===== Exercise passage =====

JOURNAL ARTICLE

Use of home telehealth monitoring with active medication therapy management by clinical pharmacists in veterans with poorly controlled type 2 diabetes mellitus

Michael McFarland, Kristen Davis, Jessica Wallace, Jim Wan, Regina Cassidy, Timothy Morgan, Dharapuram Venugopal
Pharmacotherapy 2012, 32 (5): 420-6
22488512

STUDY OBJECTIVE: To compare the effect of medication therapy management by a clinical pharmacy specialist who used the Care Coordination Home Telehealth (CCHT) program with the effect of medication therapy management by a clinical pharmacy specialist who did not use the CCHT program in a cohort of patients with poorly controlled type 2 diabetes mellitus.

DESIGN: Nonrandomized, parallel, control group study.

SETTING: Four outpatient primary care clinics within a Veterans Affairs health care system in which diabetes management services were provided by three clinical pharmacy specialists.

=====

Task set:
(a) Please restate the paragraph of the journal article that begins "STUDY OBJECTIVE: To compare" in a shorter form, keeping its main facts.
(b) From the journal article, reproduce the part that opens with the words containing "Michael McFarland, Kristen" and closes with "clinical pharmacy specialists.".

===== Dataset section =====

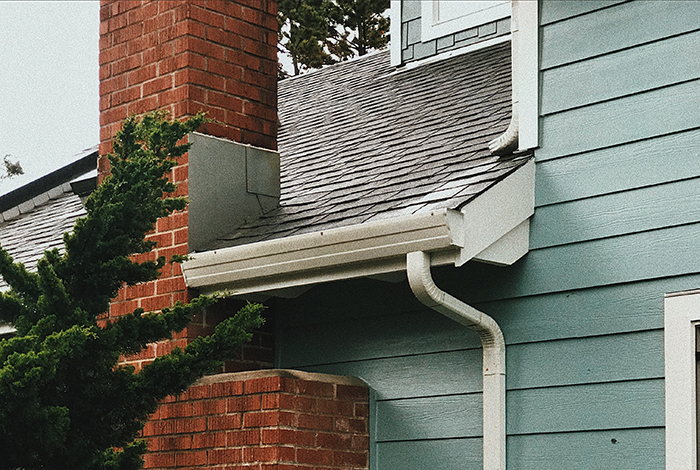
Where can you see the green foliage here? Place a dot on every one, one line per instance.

=====

Answers by task:
(a) The study compared medication therapy management by a clinical pharmacy specialist using the Care Coordination Home Telehealth (CCHT) program with the same service by a specialist not using CCHT, in patients with poorly controlled type 2 diabetes mellitus.

(b)
Michael McFarland, Kristen Davis, Jessica Wallace, Jim Wan, Regina Cassidy, Timothy Morgan, Dharapuram Venugopal
Pharmacotherapy 2012, 32 (5): 420-6
22488512

STUDY OBJECTIVE: To compare the effect of medication therapy management by a clinical pharmacy specialist who used the Care Coordination Home Telehealth (CCHT) program with the effect of medication therapy management by a clinical pharmacy specialist who did not use the CCHT program in a cohort of patients with poorly controlled type 2 diabetes mellitus.

DESIGN: Nonrandomized, parallel, control group study.

SETTING: Four outpatient primary care clinics within a Veterans Affairs health care system in which diabetes management services were provided by three clinical pharmacy specialists.